■ Challenge
Repeat only the lines from the one holding "the blue plastic" down to the last line of the listing below, including both of those lines.

■ Source records

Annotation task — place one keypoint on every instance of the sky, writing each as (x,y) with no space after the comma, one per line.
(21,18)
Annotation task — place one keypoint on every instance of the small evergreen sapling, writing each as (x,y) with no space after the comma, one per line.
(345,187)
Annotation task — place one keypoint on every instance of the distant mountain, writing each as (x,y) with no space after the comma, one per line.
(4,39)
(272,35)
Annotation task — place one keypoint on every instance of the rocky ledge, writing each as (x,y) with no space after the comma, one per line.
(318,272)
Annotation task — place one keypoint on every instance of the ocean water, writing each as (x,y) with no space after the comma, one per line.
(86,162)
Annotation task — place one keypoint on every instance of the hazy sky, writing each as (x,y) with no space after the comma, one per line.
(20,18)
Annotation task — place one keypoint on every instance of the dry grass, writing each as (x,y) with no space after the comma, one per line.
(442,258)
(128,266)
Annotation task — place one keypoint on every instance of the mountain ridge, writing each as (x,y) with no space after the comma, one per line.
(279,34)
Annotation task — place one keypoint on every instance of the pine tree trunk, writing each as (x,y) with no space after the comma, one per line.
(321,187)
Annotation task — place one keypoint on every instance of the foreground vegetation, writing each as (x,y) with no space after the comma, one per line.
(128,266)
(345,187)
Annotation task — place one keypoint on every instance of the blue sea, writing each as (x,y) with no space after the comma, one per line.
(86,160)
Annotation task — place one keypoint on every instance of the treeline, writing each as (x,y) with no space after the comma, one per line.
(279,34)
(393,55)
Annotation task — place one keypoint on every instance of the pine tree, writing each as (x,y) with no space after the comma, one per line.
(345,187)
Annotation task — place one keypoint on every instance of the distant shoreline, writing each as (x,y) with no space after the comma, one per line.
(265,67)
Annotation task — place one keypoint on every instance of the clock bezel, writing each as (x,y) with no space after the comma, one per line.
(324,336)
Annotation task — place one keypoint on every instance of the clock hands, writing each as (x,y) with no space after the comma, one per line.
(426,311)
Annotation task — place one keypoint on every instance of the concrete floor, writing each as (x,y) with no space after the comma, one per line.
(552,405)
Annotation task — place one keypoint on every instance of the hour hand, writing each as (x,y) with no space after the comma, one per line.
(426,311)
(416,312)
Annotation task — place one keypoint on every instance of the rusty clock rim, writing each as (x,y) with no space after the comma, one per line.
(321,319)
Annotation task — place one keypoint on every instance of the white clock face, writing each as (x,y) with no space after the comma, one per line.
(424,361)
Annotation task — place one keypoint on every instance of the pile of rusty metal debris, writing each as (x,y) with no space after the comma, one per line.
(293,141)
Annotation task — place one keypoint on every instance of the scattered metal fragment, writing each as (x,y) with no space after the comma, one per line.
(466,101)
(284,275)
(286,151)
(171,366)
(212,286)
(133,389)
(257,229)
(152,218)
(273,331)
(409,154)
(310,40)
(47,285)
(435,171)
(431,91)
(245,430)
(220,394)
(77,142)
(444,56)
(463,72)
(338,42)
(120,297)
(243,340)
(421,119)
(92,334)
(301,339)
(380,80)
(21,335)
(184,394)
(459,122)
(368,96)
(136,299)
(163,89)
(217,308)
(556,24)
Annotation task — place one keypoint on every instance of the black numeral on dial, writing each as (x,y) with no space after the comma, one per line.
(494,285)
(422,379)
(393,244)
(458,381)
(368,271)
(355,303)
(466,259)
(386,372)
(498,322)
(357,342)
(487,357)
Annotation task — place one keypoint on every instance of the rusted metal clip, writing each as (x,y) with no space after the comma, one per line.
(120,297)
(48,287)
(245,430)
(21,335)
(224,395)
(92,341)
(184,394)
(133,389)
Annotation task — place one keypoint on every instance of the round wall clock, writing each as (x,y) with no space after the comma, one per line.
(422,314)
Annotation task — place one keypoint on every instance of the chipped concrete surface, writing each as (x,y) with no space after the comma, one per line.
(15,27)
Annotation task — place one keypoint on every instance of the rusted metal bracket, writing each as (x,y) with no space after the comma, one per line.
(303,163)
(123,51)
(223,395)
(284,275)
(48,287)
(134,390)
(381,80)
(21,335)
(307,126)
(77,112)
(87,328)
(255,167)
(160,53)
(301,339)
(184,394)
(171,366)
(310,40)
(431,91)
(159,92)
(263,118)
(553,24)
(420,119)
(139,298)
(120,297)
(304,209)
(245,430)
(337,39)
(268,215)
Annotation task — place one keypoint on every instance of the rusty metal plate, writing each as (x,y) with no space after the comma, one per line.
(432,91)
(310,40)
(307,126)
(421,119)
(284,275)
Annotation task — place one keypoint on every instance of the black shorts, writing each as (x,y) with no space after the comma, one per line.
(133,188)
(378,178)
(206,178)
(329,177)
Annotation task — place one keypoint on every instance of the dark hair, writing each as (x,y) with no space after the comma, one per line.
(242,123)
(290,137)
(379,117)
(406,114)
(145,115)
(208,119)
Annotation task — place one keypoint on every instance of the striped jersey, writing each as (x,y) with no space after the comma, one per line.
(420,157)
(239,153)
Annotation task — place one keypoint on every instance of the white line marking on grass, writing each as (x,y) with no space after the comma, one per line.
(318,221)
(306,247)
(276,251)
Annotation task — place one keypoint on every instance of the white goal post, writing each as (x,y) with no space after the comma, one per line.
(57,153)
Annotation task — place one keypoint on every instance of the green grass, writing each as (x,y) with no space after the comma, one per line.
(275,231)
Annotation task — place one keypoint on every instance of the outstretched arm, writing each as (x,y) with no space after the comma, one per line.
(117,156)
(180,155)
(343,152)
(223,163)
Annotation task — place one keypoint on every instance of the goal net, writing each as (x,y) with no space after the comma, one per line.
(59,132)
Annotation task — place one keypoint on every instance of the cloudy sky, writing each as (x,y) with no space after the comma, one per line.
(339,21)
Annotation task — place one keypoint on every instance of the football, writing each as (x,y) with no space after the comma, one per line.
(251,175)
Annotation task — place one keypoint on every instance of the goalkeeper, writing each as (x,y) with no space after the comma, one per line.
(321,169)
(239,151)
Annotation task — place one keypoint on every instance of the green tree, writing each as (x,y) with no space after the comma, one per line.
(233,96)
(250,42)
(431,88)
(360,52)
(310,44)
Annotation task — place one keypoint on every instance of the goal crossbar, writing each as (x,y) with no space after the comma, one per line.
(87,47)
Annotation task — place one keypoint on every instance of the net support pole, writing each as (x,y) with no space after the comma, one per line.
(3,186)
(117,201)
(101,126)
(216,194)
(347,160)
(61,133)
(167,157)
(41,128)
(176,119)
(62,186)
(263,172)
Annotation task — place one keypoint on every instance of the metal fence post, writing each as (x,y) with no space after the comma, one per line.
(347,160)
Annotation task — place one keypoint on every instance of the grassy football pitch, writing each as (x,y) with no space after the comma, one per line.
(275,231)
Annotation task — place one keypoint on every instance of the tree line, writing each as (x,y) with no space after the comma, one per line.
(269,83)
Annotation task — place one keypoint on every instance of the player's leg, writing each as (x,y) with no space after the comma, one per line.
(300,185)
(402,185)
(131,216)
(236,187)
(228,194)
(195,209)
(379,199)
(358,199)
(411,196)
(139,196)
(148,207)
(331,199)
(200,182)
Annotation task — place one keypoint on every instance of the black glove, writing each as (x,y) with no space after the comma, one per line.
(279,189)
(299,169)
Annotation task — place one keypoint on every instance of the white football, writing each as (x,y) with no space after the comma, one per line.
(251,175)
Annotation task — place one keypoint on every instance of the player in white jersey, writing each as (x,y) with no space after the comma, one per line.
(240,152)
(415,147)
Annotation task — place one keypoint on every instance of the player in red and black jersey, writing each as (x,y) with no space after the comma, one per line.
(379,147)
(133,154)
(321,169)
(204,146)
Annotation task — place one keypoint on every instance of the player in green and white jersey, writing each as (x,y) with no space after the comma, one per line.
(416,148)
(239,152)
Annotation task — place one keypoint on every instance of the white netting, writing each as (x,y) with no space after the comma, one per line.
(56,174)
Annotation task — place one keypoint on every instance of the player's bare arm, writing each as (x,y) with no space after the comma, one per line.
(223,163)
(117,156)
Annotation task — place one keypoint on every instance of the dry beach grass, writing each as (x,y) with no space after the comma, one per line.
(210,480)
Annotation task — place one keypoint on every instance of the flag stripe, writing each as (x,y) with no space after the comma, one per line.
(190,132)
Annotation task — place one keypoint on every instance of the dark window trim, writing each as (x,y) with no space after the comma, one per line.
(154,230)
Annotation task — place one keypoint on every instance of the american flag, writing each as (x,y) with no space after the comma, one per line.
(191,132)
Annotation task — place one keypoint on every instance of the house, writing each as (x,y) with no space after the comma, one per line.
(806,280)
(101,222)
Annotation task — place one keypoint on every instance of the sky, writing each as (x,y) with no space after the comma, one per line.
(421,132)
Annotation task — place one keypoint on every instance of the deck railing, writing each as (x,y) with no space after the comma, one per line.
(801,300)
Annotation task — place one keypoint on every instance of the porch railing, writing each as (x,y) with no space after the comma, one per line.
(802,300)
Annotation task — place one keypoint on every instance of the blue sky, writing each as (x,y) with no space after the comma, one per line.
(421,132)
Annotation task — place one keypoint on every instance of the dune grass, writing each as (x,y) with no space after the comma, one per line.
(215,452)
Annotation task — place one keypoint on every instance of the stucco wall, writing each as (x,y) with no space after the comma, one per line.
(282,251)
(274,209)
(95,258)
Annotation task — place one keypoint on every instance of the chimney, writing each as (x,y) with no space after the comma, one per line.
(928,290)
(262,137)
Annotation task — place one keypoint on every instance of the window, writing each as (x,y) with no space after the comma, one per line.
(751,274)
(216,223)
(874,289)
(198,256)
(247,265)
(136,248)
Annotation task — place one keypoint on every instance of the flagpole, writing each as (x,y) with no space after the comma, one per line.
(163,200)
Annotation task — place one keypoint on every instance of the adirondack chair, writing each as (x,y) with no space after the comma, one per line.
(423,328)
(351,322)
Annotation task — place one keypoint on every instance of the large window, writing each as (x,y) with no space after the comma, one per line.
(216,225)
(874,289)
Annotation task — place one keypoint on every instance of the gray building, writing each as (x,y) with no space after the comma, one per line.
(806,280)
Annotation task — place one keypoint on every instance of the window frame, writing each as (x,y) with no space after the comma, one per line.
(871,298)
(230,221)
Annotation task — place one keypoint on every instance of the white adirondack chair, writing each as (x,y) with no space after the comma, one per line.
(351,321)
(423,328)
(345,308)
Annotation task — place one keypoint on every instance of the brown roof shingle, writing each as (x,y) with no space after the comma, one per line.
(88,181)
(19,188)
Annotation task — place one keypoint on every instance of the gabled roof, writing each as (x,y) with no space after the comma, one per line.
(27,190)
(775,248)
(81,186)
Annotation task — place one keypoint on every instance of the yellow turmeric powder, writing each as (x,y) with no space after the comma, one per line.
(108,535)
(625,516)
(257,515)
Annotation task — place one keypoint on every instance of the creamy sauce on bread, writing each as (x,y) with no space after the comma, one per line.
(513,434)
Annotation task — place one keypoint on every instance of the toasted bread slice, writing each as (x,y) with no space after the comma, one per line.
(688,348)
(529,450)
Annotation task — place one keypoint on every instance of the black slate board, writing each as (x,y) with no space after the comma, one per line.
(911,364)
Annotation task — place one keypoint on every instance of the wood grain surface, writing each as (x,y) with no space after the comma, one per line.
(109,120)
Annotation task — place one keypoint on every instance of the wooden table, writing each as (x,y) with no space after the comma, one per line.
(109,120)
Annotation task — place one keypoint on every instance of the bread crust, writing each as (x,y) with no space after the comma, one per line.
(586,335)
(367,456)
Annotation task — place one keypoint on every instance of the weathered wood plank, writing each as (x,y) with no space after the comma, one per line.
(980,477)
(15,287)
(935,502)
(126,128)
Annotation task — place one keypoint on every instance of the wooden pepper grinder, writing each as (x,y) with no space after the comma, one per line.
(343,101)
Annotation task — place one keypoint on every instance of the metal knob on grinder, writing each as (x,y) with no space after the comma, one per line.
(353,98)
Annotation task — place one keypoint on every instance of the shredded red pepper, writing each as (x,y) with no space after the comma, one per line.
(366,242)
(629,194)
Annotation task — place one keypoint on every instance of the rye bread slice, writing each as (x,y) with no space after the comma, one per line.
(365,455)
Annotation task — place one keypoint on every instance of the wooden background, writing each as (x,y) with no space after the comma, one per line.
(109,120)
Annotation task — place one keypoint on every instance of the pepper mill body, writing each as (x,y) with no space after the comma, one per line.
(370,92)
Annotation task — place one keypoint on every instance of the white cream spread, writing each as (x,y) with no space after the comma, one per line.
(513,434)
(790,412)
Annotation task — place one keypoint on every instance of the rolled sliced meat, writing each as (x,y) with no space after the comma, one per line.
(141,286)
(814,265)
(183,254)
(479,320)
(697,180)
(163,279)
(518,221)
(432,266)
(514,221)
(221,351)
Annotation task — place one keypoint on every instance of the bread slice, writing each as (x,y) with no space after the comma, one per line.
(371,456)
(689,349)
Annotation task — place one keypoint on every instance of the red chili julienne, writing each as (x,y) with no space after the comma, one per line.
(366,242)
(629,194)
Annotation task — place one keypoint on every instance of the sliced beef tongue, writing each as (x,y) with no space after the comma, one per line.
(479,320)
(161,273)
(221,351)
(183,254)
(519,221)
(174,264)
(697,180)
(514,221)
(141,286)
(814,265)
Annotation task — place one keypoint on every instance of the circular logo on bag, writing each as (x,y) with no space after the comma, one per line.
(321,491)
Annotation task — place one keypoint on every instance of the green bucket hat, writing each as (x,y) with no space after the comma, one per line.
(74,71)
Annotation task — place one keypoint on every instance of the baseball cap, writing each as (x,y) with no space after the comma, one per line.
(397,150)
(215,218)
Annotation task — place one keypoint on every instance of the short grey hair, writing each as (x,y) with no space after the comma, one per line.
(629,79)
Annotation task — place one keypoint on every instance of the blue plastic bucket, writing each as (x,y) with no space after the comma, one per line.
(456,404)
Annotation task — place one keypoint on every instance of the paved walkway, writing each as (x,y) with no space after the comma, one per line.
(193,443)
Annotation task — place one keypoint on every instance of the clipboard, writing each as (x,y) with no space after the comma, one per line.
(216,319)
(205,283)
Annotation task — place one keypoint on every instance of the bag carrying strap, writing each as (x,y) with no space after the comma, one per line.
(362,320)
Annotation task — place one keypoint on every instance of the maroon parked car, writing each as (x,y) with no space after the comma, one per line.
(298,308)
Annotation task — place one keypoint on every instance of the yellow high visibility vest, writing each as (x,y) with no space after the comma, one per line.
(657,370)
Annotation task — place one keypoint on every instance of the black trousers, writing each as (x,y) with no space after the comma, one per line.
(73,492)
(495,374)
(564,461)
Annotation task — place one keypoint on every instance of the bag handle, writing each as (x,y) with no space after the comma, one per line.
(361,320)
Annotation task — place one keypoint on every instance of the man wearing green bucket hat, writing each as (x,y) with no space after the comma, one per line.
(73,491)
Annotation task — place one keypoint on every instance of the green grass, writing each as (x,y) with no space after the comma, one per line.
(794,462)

■ Reply
Annotation task — place one keypoint on every instance of the blue plastic bucket, writing each as (x,y) with no space after the comma, one per line.
(456,404)
Annotation task — place one keypoint on every instance of the paved walkway, writing each as (x,y) with no space after the comma, one per line.
(193,443)
Annotation task — place one keypoint on every instance of the clipboard, writing each as (x,y) with no space after the comma, one per line.
(216,319)
(205,283)
Annotation task — place one keypoint on every instance of the bag carrying strap, writing each as (x,y) with no space after the comma, one per line.
(362,320)
Annotation task — place one keypoint on every instance of the maroon parked car, writing each as (x,y) with no space after the comma, one per line.
(298,308)
Annotation task — place one keypoint on every instance of the yellow high visibility vest, writing each as (x,y) with no space after the comma, one per line.
(657,370)
Annotation task — place one keypoint on every instance of the black trousers, writing each as (x,y) with no space after the comma, one per line.
(73,492)
(495,374)
(564,461)
Annotation task — place one keypoint on every instance of the bag handle, writing each as (x,y) with no space after the comma, one per line.
(361,320)
Annotation task — place one keypoint on every instance of the man wearing green bucket hat, writing each as (x,y) with no space after the comma, one per line.
(73,491)
Annotation task — place one keypoint on every instance of the green grass, writing each as (x,y) with no space after the comma, one per line.
(794,462)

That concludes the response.